▶ _Exercise tasks_
1. In the Kailua Kona travel account below, what does the name "Kailua Krawl" refer to?
2. Write the next part of the Kailua Kona travel account below, picking up after its final sentence.

▶ _Selected text_
Nonie came back from the fabric store very happy with her purchases. She will be making new grocery bags with a definite Hawaiian / Tropical theme when she gets back home.  The clerk at the store was also impressed by Nonie’s cloth bags. They have been a hit all over the island.  Back in the Jeep and off to the coffee place.  They recognized us from our previous visit and were surprised to see us. The owner said that no one ever comes back for a return visit.  Three bags of dark roast and we were back on the road.  I figure that I have about 6 months supply now.  It was just after 3:00 PM and the Kailua Krawl was just starting. The Kailua Krawl is the cute and fuzzy knick name for the daily traffic jam, people face leaving and entering Kailua Kona. You cannot avoid it if you decide to drive between 7:00 AM – 9:00 AM and 3:00 PM – 6:00 PM.  A local politician says it is not a traffic problem, it is a driver problem.  Not sure what his re-election chances will be.

▶ _Information provided_
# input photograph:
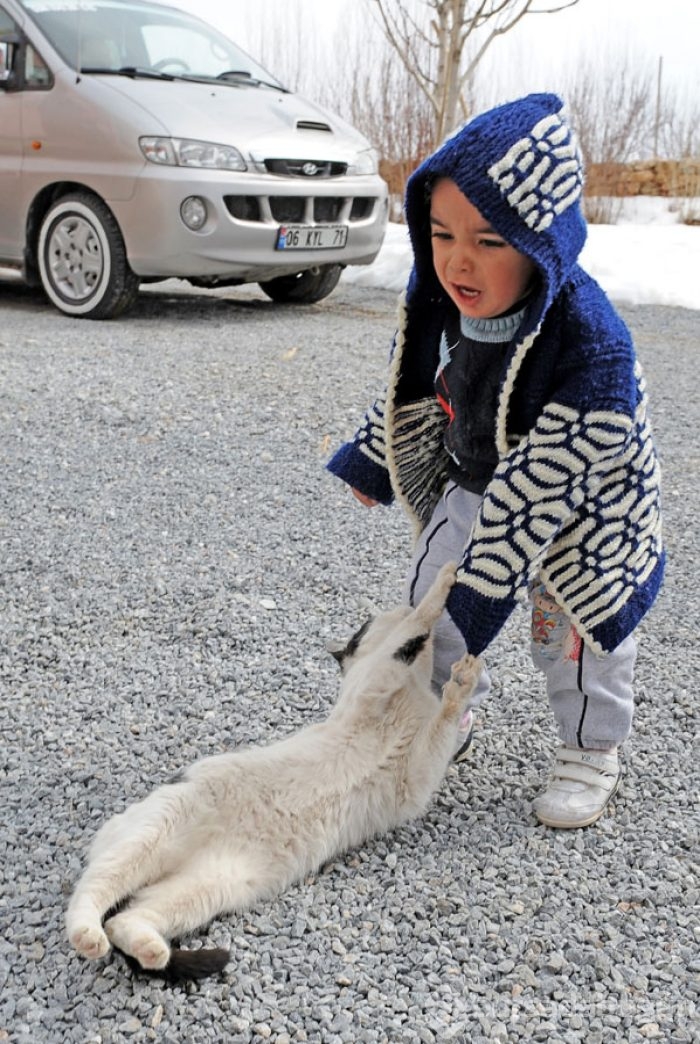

▶ _Answers_
1. The daily traffic jam people face leaving and entering Kailua Kona.

2.
It was a slow krawl to our next destination, the Kona International Market.  I am still looking for the perfect souvenir. A quick stop there then back to the condo. We dumped off our purchases and headed out for a Mai Tai.  We have become big fans of the mighty Mai Tai and it will certainly be our summer drinks this year even though I have never been a big fan of rum. 

Home, cleaned out a bit of the fridge for supper and in bed by 9:00 PM, Kona time, 12:00 AM, BC time.   We put that off as getting ready to return to BC but I think that it was the Mai Tai talking.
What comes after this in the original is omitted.